§ Exercise objective: Output verbatim everything from the start of the records down to and including the line that contains "(301, 138), (351, 263)".
* begin *
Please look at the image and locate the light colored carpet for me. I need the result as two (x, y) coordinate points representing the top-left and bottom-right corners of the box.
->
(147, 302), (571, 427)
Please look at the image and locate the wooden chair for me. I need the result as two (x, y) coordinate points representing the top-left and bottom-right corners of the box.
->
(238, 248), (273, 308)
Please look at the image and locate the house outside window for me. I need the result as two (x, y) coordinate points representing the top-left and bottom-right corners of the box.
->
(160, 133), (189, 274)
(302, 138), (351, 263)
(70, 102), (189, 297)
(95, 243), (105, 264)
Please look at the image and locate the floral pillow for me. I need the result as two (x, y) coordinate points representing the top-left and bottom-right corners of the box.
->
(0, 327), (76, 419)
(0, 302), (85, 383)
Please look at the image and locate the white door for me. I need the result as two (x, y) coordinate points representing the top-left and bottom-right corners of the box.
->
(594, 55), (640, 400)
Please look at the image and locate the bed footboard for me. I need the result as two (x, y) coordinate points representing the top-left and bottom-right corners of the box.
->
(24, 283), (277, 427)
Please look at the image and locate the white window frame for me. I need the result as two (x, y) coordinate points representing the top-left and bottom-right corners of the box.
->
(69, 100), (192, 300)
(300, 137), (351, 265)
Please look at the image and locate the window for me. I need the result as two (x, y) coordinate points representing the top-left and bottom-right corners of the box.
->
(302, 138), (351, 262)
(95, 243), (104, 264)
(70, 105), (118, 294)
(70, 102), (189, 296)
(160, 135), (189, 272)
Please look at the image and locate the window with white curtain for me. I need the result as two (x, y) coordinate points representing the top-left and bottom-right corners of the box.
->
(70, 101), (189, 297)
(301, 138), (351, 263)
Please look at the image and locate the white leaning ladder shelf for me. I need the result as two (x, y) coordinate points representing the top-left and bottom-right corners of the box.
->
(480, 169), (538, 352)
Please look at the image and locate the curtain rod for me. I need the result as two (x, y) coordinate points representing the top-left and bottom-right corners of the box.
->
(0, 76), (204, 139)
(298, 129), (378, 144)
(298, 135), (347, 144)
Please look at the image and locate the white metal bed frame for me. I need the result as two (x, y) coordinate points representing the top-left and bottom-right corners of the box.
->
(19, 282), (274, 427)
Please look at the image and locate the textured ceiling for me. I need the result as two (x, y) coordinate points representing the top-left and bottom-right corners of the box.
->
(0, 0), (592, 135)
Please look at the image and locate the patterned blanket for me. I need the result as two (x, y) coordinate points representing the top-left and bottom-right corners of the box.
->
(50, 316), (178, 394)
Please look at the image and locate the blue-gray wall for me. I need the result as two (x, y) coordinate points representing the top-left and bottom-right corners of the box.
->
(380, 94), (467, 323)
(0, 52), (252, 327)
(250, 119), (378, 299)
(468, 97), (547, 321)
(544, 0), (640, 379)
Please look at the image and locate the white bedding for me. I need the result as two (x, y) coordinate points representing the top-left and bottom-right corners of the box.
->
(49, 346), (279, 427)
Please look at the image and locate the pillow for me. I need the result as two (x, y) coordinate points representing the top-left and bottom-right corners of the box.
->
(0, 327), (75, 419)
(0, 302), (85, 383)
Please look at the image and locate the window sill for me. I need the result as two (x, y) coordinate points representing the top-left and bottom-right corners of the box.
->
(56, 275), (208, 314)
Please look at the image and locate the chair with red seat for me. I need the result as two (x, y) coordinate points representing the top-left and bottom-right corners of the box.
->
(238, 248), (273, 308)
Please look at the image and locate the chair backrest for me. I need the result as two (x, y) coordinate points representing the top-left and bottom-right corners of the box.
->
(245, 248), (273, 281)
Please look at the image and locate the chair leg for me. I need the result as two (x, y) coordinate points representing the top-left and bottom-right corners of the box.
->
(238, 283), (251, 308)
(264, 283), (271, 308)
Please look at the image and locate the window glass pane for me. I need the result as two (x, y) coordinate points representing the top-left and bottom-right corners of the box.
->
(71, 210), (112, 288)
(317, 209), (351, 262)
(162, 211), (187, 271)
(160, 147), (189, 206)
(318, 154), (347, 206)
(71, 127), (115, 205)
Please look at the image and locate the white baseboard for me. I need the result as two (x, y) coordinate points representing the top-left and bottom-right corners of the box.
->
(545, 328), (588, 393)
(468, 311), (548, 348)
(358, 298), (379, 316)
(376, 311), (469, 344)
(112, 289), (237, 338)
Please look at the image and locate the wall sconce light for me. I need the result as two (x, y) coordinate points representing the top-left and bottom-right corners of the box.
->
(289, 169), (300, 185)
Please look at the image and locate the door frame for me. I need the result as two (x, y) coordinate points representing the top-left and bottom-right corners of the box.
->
* end *
§ Response for this exercise:
Please look at the image and locate the light colored carpet for me. I need the result as two (x, y) coordinate points representing the top-left and bottom-right corners of the box.
->
(147, 302), (571, 427)
Please look at the image and locate the wooden chair for me. I need the result as two (x, y) coordinate points representing the top-left and bottom-right corners of the box.
->
(238, 248), (273, 308)
Please look at the image and locate the house outside window for me. I need the result as two (x, y) coordinate points representing the top-left and bottom-right corners of the box.
->
(160, 133), (189, 274)
(302, 138), (351, 263)
(70, 102), (189, 297)
(95, 243), (105, 264)
Please look at the image and locate the floral pillow for me. I need the result as two (x, y) coordinate points representing the top-left and bottom-right corners of the box.
->
(0, 327), (76, 419)
(0, 302), (85, 383)
Please look at the image and locate the white door for me. I need the result as two (x, y) coordinate points representing the top-left and bottom-right corners of the box.
->
(594, 55), (640, 400)
Please look at the image and locate the bed footboard for me. I need the result as two (x, y) coordinate points representing the top-left and bottom-right corners of the box.
->
(24, 283), (277, 427)
Please look at the image and locate the white window frame for me. I need the result as two (x, y) coordinate points representing the top-left and bottom-right corners of the box.
->
(69, 100), (192, 300)
(300, 137), (351, 265)
Please look at the image and locate the window for me. I need the result as two (x, y) coordinate points representing the top-left and bottom-right corners of the box.
->
(302, 138), (351, 262)
(95, 243), (104, 264)
(70, 105), (118, 294)
(70, 102), (189, 296)
(160, 135), (189, 272)
Please look at the image and locate the window with white curtain for me. I need the result as two (x, y) coordinate points representing the top-left and bottom-right corners of the box.
->
(70, 101), (189, 297)
(301, 138), (351, 263)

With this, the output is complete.